What was the first thing you did the last time you hit your funny bone, stubbed your toe or got a charley horse? You likely began rubbing the area immediately without thinking. It is a natural response to rub where there is pain, just as it is natural for parents to rub their child when they hurt themselves and when mothers rub and rock their babies when they cry.

This natural reaction is a healing art that has been documented as far back to 1800 BC in Chinese medical texts. Rubbing was considered a necessity by Hippocrates (460 to 380 BC), known as the “father of medicine.” His memoirs state, “The physician must be experienced in many things but assuredly also in rubbing. … For rubbing can bind a joint that is too loose and loosen a joint that is too rigid. … Rubbing can bind and loosen; can make flesh (referring to the ability to tone muscle tissue) and cause parts to waste (soften and relax).”

Massage therapy — which comes from the Arabic root “mass’h,” meaning to touch, knead or squeeze — has taken that very basic principle and evolved it into a science and viable form of medical treatment. However, many regard it as an extravagant luxury, and they couldn’t be farther from the truth.

During massage, the manual assistance of the therapist encourages blood flow, sending fresh oxygen and nutrients to the body while promoting the removal of waste products and toxins. Also, your body’s relaxed state during and after the massage lowers your heart rate.

=====

PROBLEM TO SOLVE:
Update the passage on massage, beginning at "Massage therapy —" and stopping after "your heart rate.", so that "pulse" stands in place of "heart rate". Rely only on the passage on massage.

GIVEN INFORMATION:
=====

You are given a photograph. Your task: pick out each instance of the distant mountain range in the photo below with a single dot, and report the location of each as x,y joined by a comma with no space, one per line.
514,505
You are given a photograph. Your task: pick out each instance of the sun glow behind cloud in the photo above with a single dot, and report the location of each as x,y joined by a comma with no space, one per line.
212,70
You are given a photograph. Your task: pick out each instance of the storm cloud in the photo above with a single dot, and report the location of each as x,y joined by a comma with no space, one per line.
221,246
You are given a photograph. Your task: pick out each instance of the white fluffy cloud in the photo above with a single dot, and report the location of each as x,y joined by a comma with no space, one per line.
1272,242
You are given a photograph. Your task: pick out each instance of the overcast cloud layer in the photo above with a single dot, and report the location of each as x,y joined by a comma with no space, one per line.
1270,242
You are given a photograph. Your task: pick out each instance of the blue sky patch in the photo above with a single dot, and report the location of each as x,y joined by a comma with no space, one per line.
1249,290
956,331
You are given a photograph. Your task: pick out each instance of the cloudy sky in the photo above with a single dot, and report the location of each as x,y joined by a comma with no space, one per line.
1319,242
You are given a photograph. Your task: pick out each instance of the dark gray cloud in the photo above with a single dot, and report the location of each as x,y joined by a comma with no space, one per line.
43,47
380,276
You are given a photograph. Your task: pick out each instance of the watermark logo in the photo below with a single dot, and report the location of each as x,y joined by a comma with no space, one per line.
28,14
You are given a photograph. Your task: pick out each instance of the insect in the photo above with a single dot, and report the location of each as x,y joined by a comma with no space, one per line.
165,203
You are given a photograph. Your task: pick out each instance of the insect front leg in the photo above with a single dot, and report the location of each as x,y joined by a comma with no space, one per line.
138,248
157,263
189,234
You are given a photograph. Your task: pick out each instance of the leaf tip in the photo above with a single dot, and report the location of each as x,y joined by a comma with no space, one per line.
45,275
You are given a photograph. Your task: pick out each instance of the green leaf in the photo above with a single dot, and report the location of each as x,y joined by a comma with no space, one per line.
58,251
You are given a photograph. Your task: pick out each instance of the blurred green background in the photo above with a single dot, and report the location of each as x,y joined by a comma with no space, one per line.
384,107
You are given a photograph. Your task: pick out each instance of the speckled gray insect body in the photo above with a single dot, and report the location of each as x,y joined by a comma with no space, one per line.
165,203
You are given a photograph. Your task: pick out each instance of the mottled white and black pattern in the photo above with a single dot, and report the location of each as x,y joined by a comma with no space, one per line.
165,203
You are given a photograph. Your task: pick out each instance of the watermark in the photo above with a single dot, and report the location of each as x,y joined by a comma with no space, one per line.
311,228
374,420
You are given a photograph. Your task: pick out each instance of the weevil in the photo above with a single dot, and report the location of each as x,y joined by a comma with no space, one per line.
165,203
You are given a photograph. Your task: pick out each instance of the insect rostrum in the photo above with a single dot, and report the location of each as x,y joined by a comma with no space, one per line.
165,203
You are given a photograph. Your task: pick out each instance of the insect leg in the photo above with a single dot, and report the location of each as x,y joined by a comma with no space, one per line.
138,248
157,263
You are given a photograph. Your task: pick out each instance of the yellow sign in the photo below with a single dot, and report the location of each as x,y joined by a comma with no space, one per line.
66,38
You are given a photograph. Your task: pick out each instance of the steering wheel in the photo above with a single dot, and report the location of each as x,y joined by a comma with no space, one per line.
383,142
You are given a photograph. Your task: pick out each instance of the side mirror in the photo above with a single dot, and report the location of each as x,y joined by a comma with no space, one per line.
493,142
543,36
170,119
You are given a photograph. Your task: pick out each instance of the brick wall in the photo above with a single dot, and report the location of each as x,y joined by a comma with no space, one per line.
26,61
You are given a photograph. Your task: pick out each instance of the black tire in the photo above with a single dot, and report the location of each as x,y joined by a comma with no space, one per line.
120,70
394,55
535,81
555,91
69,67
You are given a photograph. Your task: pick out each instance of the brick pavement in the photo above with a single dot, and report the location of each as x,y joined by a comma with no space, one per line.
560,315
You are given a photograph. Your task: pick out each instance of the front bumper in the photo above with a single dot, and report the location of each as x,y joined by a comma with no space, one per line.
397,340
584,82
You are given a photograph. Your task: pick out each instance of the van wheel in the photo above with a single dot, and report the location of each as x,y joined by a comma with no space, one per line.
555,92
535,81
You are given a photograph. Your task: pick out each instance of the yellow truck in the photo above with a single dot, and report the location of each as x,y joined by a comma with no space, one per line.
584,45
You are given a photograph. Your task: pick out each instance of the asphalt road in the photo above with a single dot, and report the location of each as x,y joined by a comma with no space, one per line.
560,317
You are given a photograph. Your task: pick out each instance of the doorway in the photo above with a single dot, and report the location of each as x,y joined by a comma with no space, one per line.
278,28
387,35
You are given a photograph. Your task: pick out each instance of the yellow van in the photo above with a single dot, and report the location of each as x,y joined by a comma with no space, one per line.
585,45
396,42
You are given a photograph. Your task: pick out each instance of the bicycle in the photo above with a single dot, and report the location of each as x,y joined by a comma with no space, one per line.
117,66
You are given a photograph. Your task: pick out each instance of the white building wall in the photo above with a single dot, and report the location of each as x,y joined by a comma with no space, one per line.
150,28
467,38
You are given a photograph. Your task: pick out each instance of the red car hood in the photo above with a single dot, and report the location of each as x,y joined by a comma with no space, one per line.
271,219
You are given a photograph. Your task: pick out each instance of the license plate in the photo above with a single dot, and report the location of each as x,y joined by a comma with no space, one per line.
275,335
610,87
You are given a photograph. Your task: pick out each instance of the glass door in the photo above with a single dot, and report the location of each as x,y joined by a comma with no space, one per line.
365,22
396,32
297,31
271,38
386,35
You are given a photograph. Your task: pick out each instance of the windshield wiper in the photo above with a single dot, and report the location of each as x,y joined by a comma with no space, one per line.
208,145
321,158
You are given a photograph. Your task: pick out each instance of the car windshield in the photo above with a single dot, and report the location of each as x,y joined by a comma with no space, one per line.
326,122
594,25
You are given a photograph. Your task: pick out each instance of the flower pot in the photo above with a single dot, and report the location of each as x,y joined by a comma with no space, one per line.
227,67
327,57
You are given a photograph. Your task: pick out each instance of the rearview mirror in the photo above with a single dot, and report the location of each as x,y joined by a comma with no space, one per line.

=====

RESULT BELOW:
Massage therapy — which comes from the Arabic root “mass’h,” meaning to touch, knead or squeeze — has taken that very basic principle and evolved it into a science and viable form of medical treatment. However, many regard it as an extravagant luxury, and they couldn’t be farther from the truth.

During massage, the manual assistance of the therapist encourages blood flow, sending fresh oxygen and nutrients to the body while promoting the removal of waste products and toxins. Also, your body’s relaxed state during and after the massage lowers your pulse.